=== Assignment ===
Each entry must be restated exactly as it appears.

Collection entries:
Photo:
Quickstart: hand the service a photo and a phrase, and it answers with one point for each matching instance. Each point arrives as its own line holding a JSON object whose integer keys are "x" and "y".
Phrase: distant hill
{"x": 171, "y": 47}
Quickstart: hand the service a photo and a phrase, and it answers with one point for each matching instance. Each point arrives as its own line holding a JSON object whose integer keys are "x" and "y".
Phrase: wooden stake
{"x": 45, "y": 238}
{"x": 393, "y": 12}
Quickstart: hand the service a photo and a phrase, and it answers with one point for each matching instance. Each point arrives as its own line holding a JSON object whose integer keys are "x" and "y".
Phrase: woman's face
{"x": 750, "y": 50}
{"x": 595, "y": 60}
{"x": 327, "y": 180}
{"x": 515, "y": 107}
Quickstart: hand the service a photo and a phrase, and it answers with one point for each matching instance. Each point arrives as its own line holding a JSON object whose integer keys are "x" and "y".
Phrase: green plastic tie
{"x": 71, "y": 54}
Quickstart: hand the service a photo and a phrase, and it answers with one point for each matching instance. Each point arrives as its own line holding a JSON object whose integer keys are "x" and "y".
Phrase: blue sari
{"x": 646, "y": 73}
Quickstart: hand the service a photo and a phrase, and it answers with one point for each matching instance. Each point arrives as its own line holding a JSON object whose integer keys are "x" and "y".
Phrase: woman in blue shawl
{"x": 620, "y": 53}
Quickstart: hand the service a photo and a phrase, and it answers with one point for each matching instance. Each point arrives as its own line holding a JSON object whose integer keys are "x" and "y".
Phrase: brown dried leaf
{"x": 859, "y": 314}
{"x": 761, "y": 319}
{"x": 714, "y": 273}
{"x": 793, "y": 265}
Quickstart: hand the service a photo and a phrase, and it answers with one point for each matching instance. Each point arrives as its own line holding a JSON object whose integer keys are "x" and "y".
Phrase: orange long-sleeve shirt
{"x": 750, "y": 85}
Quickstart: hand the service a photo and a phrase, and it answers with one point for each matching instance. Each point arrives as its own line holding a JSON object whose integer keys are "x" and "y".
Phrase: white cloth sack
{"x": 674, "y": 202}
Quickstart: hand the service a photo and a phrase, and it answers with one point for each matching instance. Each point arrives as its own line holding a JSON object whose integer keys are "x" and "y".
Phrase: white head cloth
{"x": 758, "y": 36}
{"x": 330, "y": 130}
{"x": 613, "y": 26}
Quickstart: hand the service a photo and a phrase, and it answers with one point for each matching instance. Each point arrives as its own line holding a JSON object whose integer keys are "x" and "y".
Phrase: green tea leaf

=== Solution to the problem ===
Photo:
Quickstart: hand the service a photo and a phrase, and it answers with one point for each matching instance. Each point arrives as its own line holding a JSON object whose integer keys are "x" and "y".
Phrase: distant hill
{"x": 171, "y": 47}
Quickstart: hand the service a photo and a phrase, and it answers with one point for each matching instance. Each point arrives as its own line holding a JSON object whose integer keys are "x" and "y".
Phrase: wooden stake
{"x": 45, "y": 238}
{"x": 393, "y": 12}
Quickstart: hand the service a photo and a phrase, and it answers with one point for each matching instance. Each point arrives as its own line holding a JSON object whose integer keys are "x" and "y".
Phrase: woman's face
{"x": 750, "y": 50}
{"x": 595, "y": 60}
{"x": 327, "y": 180}
{"x": 515, "y": 107}
Quickstart: hand the service a photo and a phrase, and it answers with one point for each matching instance. Each point arrives as its own line holding a JSON object whose integer keys are "x" and "y".
Phrase: green plastic tie
{"x": 71, "y": 54}
Quickstart: hand the service a photo and a phrase, and it answers with one point for each matching instance. Each point arrives as its own line holding a JSON object whose integer keys are "x" and "y".
Phrase: blue sari
{"x": 646, "y": 73}
Quickstart: hand the service a photo and a phrase, and it answers with one point for each matching instance. Each point arrives as its own line holding a JSON object whose integer keys are "x" and "y".
Phrase: woman in blue shawl
{"x": 620, "y": 53}
Quickstart: hand the service a photo and a phrase, and it answers with one point for each matching instance. Each point arrives as its own line holding a JSON object whose integer keys are "x" and "y".
Phrase: brown dried leaf
{"x": 859, "y": 314}
{"x": 761, "y": 319}
{"x": 714, "y": 273}
{"x": 793, "y": 265}
Quickstart: hand the service a photo and a phrase, and it answers with one point for each matching instance. Each point arrives as its own line holding a JSON object whose integer keys are "x" and "y".
Phrase: orange long-sleeve shirt
{"x": 750, "y": 85}
Quickstart: hand the service a photo and a phrase, and it answers with one point for each matching instance. Each point arrives as its own line holding a JSON object whose integer keys are "x" and "y".
Phrase: white cloth sack
{"x": 674, "y": 202}
Quickstart: hand the service a photo and a phrase, and it answers with one point for each matching instance. Each point arrives as its own line holding a JSON object whose integer keys are "x" and "y".
Phrase: white head cloth
{"x": 758, "y": 36}
{"x": 330, "y": 130}
{"x": 613, "y": 26}
Quickstart: hand the service a photo and a phrase, and it answers with one point for each matching instance. Each point arrives as its own line holding a JSON object whose integer keys are "x" and "y".
Phrase: green tea leaf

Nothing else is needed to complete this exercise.